Edit: if anyone from Alibaba or Ant Group is reading, can you release your code and weights? Pretty please?
> Tech has come a long way since Monty-Python style JibJab from 2004.
No doubt! I'm surprised people even remember JibJab.
Besides just being really cool, what are some of the clearest use-cases for this?
Where I work in VFX (RSP) we have an ML department and a lot of what they do is about replacing things in footage (face replacement onto double-actors, de-ageing and so on). What they achieve (that brings significant value) seems fairly adjacent to the tech in the article. Our ML crew have the benefit of a strong compositing department (and other support) that can help integrate the results nicely and smooth over any rough edges. The ML team were nominated for a VES award for their work on Furiosa recently!
If this has anything close to usable rigging data (from what I briefly read, it doesn't seem to), this would be a cheap pipeline for generating animations for real time applications out of video references.
As it is, it seems like it might help for video editing and VFX. Being able to isolate out a human being lets you do all sorts of editing with less issues that can then be composited over later for a final shot.
100% of the capability could be absorbed by YouTubers looking to improve engagement (read: profit) with more interesting visuals. Since they have a bottomless need for that, this would get widely used within days of a commercial release.
Since we live in a social media age, anything that looks "really cool" has basically immediate commercial applications. Even that phrase should set alarm bells off.

= Entries shown =
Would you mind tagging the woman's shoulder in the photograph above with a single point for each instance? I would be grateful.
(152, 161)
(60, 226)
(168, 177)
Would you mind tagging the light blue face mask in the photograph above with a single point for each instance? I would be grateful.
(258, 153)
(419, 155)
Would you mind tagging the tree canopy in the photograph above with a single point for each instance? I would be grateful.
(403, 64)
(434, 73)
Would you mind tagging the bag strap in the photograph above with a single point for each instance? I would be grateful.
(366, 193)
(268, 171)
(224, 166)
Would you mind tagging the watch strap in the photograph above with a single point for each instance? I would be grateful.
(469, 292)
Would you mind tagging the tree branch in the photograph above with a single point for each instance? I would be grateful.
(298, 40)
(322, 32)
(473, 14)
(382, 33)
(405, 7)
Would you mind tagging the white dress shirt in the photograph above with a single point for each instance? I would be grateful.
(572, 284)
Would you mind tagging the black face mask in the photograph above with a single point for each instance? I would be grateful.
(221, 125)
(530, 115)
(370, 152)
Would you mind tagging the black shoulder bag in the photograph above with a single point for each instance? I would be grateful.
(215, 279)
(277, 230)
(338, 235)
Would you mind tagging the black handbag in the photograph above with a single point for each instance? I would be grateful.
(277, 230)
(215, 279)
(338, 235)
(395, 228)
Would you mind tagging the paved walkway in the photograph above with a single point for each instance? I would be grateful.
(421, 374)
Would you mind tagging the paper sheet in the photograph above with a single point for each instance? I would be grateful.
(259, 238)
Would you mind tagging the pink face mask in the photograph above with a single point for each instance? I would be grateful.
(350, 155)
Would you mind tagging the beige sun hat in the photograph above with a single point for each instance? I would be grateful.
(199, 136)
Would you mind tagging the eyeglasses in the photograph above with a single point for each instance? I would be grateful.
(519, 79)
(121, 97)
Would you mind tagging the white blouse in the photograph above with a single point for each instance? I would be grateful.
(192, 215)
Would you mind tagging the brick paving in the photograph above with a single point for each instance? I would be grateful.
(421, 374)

= What to work on =
- 1) Please recast the paragraph of the forum thread that begins "Where I work in VFX" as a short bulleted list that keeps its main facts.
- 2) In the forum thread, what work earned the ML team a VES award nomination?
The rows play no part in what you are asked to do here.

= Answers for the exercise =
- 1)
- The writer works in VFX (RSP), where an ML department mostly replaces things in footage, such as face replacement onto double-actors and de-ageing.
- This work brings significant value and seems fairly close to the tech in the article.
- A strong compositing department and other support help integrate the ML results and smooth over rough edges.
- The ML team was recently nominated for a VES award for its work on Furiosa.

- 2) Their work on Furiosa.